Exercise text:
# Can someone tell me what this is?



## gwizzer (Dec 6, 2017)

Found this old tractor half buried in a shed im taking down. Engine is toast but frame is still there. Interested to know what era its from and if its worth more than scrap value. 
Thanks


----------



## pogobill (Jan 31, 2012)

Welcome to the forum gwizzer. That's quite the find. I was thinking it might be a Shaw, but the frame is not quite right. I would think there are some folks out there that would love to tackle a project like that. Might even look great just parked in a garden display!


----------



## jhngardner367 (Apr 5, 2011)

Welcome to the forum,Gwizzer!
It looks like a Speedex,from around the late 1940's- 1950s .


----------



## pogobill (Jan 31, 2012)

jhngardner367 said:


> Welcome to the forum,Gwizzer!
> It looks like a Speedex,from around the late 1940's- 1950s .


Good call John, I found a 1948 M23 that sorta fits the bill. 
Has that sought after joy stick steering as well as the high clearance rear diff!


----------



## gwizzer (Dec 6, 2017)

Thanks for welcome aboard and thank you for the info!


Sent from my iPad using Tractor Forum


----------



## RC Wells (Dec 26, 2008)

http://www.speedextractorinformation.com/index.html

It can be quite valuable to a collector.


----------



## z445guy (Mar 10, 2017)

Can also be homemade , don't see much for body mounts on it . But anything is possible 


Sent from my iPad using Tractor Forum


----------



## willys55 (Oct 13, 2016)

early Gibson....1940's


----------



## jhngardner367 (Apr 5, 2011)

The Gibsons used a full rear differential,and the drive shaft was on the left,as early as 1930's.
The Speedex used the high mount drive box,and the drive shaft was on the right.
Speedex was the first 4 wheeled awn tractor made.


----------



## willys55 (Oct 13, 2016)

John, you are right again


----------



## jhngardner367 (Apr 5, 2011)

willys55 said:


> John, you are right again


Dang,....Got lucky TWICE,in a month!
I better go buy a lottery ticket!!


----------

Data shown:
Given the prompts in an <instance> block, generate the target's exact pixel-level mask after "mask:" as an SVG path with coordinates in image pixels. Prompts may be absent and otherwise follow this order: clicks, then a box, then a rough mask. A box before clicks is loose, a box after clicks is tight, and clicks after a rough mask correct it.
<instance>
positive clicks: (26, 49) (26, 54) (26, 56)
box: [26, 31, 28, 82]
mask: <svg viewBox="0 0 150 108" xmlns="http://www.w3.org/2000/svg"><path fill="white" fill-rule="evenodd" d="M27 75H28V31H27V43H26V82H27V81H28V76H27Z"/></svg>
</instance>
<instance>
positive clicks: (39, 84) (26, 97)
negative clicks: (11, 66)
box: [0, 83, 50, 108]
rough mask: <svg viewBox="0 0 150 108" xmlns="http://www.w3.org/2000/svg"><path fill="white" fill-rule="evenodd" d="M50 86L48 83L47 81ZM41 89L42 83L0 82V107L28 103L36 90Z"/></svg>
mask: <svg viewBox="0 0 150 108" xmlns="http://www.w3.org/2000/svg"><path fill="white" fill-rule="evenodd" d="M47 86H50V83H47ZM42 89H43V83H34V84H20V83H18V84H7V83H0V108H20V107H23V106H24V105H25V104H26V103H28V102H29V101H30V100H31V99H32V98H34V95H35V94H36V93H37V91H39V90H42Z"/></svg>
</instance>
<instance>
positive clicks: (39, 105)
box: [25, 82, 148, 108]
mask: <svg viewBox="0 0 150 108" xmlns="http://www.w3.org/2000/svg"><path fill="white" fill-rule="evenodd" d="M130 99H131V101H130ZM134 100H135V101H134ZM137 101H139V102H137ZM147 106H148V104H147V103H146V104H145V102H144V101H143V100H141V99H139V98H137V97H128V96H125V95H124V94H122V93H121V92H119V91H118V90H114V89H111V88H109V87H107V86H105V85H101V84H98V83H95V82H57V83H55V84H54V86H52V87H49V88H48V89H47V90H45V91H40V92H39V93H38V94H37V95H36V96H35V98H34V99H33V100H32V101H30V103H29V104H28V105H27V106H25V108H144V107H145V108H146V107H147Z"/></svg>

Actions to take:
[a] Check each statement against the tractor thread. Answer yes or no, and quote the words from the thread that decide it.
(i) The tractor was found in a shed that the first poster is taking down.
(ii) The Gibsons had the drive shaft on the right.
(iii) The tractor's engine is still in good shape.
[b] In the tractor thread, what year and model did pogobill find that roughly fits the tractor?
[c] Translate this sentence from the tractor thread into Spanish: "The Speedex used the high mount drive box,and the drive shaft was on the right."

Solutions:
[a]
(i) Yes: "Found this old tractor half buried in a shed im taking down."
(ii) No: "The Gibsons used a full rear differential,and the drive shaft was on the left,as early as 1930's."
(iii) No: "Engine is toast but frame is still there."

[b] A 1948 M23.

[c] El Speedex usaba la caja de transmisión de montaje alto, y el eje de transmisión estaba a la derecha.